Region pointing data
+ + + + +

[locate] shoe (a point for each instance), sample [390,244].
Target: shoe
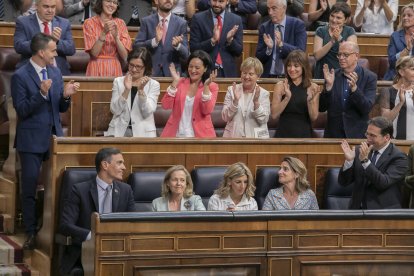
[30,242]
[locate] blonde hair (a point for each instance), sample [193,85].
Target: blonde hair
[235,171]
[402,63]
[166,192]
[302,183]
[252,62]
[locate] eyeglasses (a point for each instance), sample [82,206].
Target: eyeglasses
[112,2]
[137,67]
[344,55]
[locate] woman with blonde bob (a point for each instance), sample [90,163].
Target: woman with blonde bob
[177,192]
[397,100]
[246,106]
[236,191]
[295,192]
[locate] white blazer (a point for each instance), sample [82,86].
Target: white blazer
[237,121]
[141,113]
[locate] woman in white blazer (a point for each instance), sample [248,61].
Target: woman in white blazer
[246,105]
[134,99]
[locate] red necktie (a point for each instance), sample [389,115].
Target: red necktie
[164,29]
[220,25]
[46,31]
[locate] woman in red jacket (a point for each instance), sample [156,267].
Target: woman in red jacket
[191,99]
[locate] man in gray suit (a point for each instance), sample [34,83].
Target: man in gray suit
[165,35]
[78,11]
[376,168]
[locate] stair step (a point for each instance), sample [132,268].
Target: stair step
[17,270]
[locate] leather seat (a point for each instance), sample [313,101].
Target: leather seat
[146,187]
[267,178]
[336,197]
[206,180]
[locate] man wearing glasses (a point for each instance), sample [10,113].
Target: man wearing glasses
[348,95]
[376,168]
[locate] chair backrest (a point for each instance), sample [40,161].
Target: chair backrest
[336,197]
[206,180]
[70,177]
[146,187]
[267,178]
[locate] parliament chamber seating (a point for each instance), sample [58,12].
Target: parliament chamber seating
[267,178]
[146,186]
[206,180]
[336,197]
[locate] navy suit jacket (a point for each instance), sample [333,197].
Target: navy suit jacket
[36,115]
[244,8]
[77,210]
[28,26]
[294,38]
[202,25]
[351,120]
[163,54]
[378,185]
[395,46]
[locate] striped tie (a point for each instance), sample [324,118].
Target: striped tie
[2,10]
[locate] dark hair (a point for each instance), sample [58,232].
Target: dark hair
[384,124]
[104,154]
[300,57]
[205,58]
[341,7]
[39,42]
[98,8]
[143,54]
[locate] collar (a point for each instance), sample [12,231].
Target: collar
[36,66]
[101,184]
[168,17]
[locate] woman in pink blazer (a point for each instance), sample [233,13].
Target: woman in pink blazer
[191,99]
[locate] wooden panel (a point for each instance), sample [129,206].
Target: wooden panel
[366,240]
[152,244]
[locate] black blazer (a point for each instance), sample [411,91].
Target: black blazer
[77,211]
[379,184]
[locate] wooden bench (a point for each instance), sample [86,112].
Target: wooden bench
[281,243]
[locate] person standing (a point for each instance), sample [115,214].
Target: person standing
[220,34]
[38,97]
[165,36]
[45,21]
[376,168]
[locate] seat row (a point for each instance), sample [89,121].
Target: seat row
[146,185]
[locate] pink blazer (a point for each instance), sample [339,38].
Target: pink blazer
[202,124]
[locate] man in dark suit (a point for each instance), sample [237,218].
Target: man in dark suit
[105,194]
[45,21]
[348,96]
[240,7]
[376,168]
[38,97]
[277,38]
[220,34]
[165,35]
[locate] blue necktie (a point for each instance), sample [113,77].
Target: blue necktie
[44,76]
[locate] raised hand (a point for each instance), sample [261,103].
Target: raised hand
[348,152]
[128,81]
[231,33]
[71,88]
[56,34]
[159,31]
[268,40]
[177,40]
[329,76]
[174,74]
[212,78]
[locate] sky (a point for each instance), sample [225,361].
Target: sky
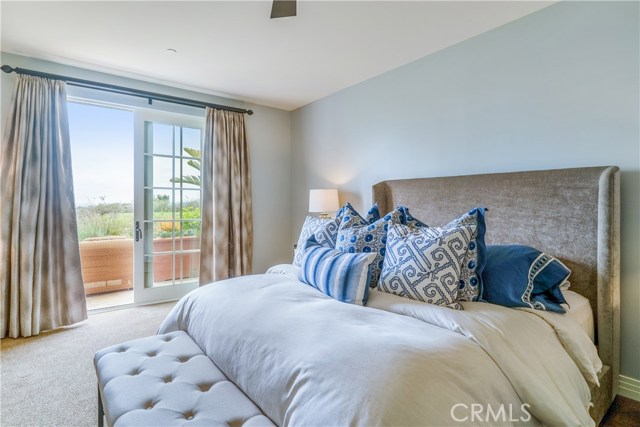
[102,152]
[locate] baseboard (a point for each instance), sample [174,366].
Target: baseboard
[629,387]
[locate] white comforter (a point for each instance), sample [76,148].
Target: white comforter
[308,360]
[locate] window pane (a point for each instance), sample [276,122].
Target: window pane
[190,173]
[161,172]
[162,140]
[159,204]
[191,140]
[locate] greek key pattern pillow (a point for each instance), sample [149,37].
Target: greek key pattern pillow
[425,263]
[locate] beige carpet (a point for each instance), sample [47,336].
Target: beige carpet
[49,380]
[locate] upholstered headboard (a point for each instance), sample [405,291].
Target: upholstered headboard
[572,214]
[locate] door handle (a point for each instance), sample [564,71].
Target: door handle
[138,231]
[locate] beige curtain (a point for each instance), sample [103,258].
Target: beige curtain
[40,275]
[227,225]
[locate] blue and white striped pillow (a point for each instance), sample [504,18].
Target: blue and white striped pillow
[340,275]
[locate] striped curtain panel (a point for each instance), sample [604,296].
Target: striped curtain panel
[226,243]
[40,275]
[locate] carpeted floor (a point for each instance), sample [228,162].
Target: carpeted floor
[49,380]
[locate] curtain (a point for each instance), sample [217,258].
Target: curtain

+ + + + +

Could you please write out exactly the lines from the start of the entries above through the line that holds "[locate] chair backrest", both included, with no pictures?

● Answer for this exercise:
[locate] shoe (a point for each instance), sample [390,244].
Target: shoe
[30,242]
[locate] blonde hair (a point for each instance), sample [193,85].
Target: blonde hair
[235,171]
[402,63]
[166,192]
[302,183]
[252,62]
[locate] eyeglasses (a point for each instance), sample [82,206].
Target: eyeglasses
[112,2]
[137,67]
[344,55]
[locate] woman with blonde bob (a point for each instance), sample [90,163].
Target: woman with blonde bob
[177,192]
[397,100]
[246,106]
[236,191]
[295,192]
[locate] white blazer (a point for each instance), sample [82,86].
Target: white blazer
[237,121]
[141,113]
[locate] woman in white blazer (a point for each instance), sample [248,61].
Target: woman in white blazer
[246,105]
[134,99]
[locate] red necktie (a point for each instance), sample [389,115].
Target: red necktie
[164,29]
[220,25]
[46,31]
[locate] woman in red jacket (a point for each instance), sample [156,267].
Target: woman in red jacket
[191,99]
[locate] man in gray suit (a point for each instance), sample [34,83].
Target: man in gray suit
[165,35]
[78,11]
[376,168]
[locate] stair step (a point for each instance), sample [132,268].
Target: stair step
[17,270]
[locate] leather seat (a point for each instance), sample [313,101].
Target: leather seat
[146,187]
[267,178]
[336,197]
[206,180]
[locate] man wearing glasses (a point for each instance), sample [10,113].
Target: man wearing glasses
[348,95]
[376,168]
[locate] chair backrest (a point for each instance), sample [40,161].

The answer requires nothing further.